Top of Document segment

As the great Mark Twain once said, “Go to heaven for the weather, Hell for the company.” So at least I will be in good company. You see last night I ate whale. We went to a conveyer belt sushi restaurant in Daito. As an aside the name of this place is, “Let’s Fugu Sushi Time”. It was really very delicious. As I was feasting on the usual treats of tuna, salmon, fishes I don’t know their names but looked good, along came a plate that Dan identified as “whale” I ordered him to grab it so Anna and I could eat it! (Add Katie to the list of people going to Hell for whale consumption)
Whaling for consumption purposes is internationally illegal. Japan gets around that by killing a certain number of whales a year for “scientific” purposes (you can kill so many a year for science, because biologists value life so much they have to kill). After the science is all done, Japan sells the carcasses to be eaten. I don’t know how to feel about this. For one thing whale has been a traditional item eaten by the Japanese for thousands of years. Whaling for food is what not made the whale so endangered. That was caused by the West’s acquisition of whale oil and bones. I find it annoying that the problem is largely due to the West, and now the West forces other nations to suffer for its mistake. But at the same time, it is a problem. Regardless of who “started it” whales are a highly endangered. They are also a highly intelligent species that countries probably shouldn’t go around killing. So it is probably wrong that I ate whale, but I don’t plan on making a habit out of it. Besides, like the whale’s death, I ate it FOR SCIENCE!
Whale tastes a bit like good tuna. It is really dark red, a good texture, not a fish taste at all. I can’t say it was particularly good though. That’s the big reason why you probably shouldn’t kill whales. If they tasted delicious, like mind bending good, then it would be tougher. But whale isn’t super. It is good, but it isn’t super. I preferred the tempora bamboo sushi. I will pass on whale next time I see it. My curiosity has been satisfied, and it wasn’t that great.

Bottom of Document segment
Top of Information

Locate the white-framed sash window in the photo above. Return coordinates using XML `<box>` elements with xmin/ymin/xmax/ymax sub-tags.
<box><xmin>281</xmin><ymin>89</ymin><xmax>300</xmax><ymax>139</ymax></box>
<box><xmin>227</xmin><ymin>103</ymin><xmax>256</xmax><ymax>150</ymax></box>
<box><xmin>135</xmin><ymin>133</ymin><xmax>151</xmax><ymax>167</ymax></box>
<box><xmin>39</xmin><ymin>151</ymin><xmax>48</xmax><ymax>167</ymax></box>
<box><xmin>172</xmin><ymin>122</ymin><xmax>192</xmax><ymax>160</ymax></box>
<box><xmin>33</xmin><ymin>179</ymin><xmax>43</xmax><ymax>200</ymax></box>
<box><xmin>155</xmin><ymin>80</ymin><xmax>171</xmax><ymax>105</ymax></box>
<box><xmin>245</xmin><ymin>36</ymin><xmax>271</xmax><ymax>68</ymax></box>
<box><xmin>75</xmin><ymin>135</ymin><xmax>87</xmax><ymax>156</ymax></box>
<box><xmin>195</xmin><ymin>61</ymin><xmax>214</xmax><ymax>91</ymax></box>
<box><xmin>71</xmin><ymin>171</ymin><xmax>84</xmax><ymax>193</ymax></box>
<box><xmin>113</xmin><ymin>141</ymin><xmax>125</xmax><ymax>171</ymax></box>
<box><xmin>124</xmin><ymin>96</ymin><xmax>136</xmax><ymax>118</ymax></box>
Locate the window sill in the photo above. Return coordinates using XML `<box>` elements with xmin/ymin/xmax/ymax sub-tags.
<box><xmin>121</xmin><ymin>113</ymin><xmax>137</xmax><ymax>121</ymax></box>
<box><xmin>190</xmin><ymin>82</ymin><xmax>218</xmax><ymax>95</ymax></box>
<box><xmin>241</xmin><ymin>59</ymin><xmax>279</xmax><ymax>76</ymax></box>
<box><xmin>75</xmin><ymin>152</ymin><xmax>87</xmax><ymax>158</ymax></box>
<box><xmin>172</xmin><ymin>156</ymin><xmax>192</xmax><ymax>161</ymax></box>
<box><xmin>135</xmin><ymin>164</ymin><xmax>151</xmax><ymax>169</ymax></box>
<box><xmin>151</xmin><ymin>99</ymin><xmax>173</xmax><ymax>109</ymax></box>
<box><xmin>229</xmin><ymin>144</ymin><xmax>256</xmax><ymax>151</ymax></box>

Bottom of Information

▶ Exercise prompt
Repeat word for word the part of the blog post about eating whale, starting at "Whale tastes a" and ending at "wasn’t that great.".

▶ Answer section
Whale tastes a bit like good tuna. It is really dark red, a good texture, not a fish taste at all. I can’t say it was particularly good though. That’s the big reason why you probably shouldn’t kill whales. If they tasted delicious, like mind bending good, then it would be tougher. But whale isn’t super. It is good, but it isn’t super. I preferred the tempora bamboo sushi. I will pass on whale next time I see it. My curiosity has been satisfied, and it wasn’t that great.